▶ WHAT IS NEEDED
Reproduce the whole listing, character for character.

▶ THE RECORDS
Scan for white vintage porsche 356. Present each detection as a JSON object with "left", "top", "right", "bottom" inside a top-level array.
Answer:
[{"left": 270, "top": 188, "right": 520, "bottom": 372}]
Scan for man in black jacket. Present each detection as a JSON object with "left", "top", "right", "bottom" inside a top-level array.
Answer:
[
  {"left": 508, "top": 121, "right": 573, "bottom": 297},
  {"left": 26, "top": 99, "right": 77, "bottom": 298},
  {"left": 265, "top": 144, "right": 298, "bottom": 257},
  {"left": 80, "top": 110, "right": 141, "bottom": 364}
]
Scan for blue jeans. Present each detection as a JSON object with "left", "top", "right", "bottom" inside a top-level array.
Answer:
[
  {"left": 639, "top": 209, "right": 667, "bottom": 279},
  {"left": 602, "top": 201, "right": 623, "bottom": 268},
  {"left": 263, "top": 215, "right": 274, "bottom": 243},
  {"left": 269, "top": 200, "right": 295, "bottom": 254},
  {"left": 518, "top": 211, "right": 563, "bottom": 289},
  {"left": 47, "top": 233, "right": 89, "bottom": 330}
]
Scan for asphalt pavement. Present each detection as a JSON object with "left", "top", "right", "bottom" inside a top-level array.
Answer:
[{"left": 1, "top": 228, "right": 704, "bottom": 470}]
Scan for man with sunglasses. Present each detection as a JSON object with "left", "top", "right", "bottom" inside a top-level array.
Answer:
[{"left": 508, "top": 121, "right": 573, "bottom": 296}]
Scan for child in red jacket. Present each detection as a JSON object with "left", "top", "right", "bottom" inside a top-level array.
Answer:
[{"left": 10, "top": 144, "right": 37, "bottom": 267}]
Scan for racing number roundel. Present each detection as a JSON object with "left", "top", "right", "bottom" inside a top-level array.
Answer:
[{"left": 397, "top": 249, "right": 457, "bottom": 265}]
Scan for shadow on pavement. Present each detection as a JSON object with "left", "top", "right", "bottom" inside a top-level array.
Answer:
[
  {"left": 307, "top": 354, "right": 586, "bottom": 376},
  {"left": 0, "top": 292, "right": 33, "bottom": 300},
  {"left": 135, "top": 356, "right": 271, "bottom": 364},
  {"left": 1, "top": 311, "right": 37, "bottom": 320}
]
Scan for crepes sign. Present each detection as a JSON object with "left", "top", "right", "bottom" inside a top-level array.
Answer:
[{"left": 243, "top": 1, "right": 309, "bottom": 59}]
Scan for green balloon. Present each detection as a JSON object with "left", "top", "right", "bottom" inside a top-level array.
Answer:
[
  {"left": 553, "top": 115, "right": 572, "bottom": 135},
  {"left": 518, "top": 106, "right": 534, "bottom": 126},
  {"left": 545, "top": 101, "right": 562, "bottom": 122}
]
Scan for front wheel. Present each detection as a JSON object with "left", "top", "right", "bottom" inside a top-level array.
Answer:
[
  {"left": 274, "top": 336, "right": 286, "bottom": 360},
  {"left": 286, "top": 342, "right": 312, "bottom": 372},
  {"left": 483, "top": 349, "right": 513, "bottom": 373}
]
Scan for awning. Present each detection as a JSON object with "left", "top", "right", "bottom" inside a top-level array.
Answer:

▶ EXERCISE OUTPUT
Scan for white vintage porsche 356. Present each detection as a JSON object with "left", "top", "right", "bottom" inside a top-level array.
Answer:
[{"left": 270, "top": 188, "right": 520, "bottom": 372}]
Scan for man in black jacket. Present each detection as a JSON object with "left", "top", "right", "bottom" inside a top-level array.
Answer:
[
  {"left": 508, "top": 121, "right": 573, "bottom": 297},
  {"left": 26, "top": 99, "right": 77, "bottom": 298},
  {"left": 265, "top": 144, "right": 298, "bottom": 257},
  {"left": 80, "top": 110, "right": 141, "bottom": 364}
]
Scan for blue jeans. Present each detection as a JSON object with "left", "top", "right", "bottom" inside a top-level array.
Answer:
[
  {"left": 639, "top": 209, "right": 667, "bottom": 279},
  {"left": 602, "top": 201, "right": 623, "bottom": 268},
  {"left": 263, "top": 215, "right": 274, "bottom": 243},
  {"left": 269, "top": 200, "right": 295, "bottom": 254},
  {"left": 518, "top": 211, "right": 563, "bottom": 289},
  {"left": 47, "top": 233, "right": 89, "bottom": 330}
]
Scan for asphalt pavement. Present each detection as a JSON object with "left", "top", "right", "bottom" inside a top-level array.
Answer:
[{"left": 1, "top": 228, "right": 704, "bottom": 470}]
Scan for man with sunglasses. Present each detection as a JSON object with "left", "top", "right", "bottom" inside a top-level array.
Answer:
[{"left": 508, "top": 121, "right": 573, "bottom": 296}]
Scan for child in red jacket. Present each detection as a JSON object with "left", "top", "right", "bottom" inside a top-level array.
Answer:
[{"left": 10, "top": 144, "right": 37, "bottom": 267}]
Scan for racing number roundel. Present each detection as a JSON object with "left", "top", "right", "bottom" inside a top-level array.
Answer:
[{"left": 397, "top": 249, "right": 457, "bottom": 265}]
Scan for shadow on pavement. Present each detection as a JSON object with "left", "top", "right", "bottom" inside a top-level array.
Answer:
[
  {"left": 307, "top": 354, "right": 586, "bottom": 376},
  {"left": 0, "top": 292, "right": 33, "bottom": 300},
  {"left": 135, "top": 356, "right": 271, "bottom": 364},
  {"left": 1, "top": 311, "right": 37, "bottom": 320}
]
Scan for crepes sign. Present each detection as a JSON object with "left", "top", "right", "bottom" inside a top-level array.
Answer:
[{"left": 243, "top": 1, "right": 309, "bottom": 59}]
Scan for green balloon. Present each detection as a JSON object with "left", "top", "right", "bottom" inside a top-level array.
Answer:
[
  {"left": 553, "top": 115, "right": 572, "bottom": 135},
  {"left": 518, "top": 106, "right": 534, "bottom": 126},
  {"left": 545, "top": 101, "right": 562, "bottom": 122}
]
Scan for front wheel. Present each detection as a JSON object with "left", "top", "right", "bottom" inside a top-level array.
Answer:
[
  {"left": 274, "top": 336, "right": 286, "bottom": 360},
  {"left": 286, "top": 342, "right": 312, "bottom": 372},
  {"left": 483, "top": 349, "right": 513, "bottom": 373}
]
Scan for awning. Present each detection as a JSON object with "left", "top", "right", "bottom" inside a top-level array.
Answer:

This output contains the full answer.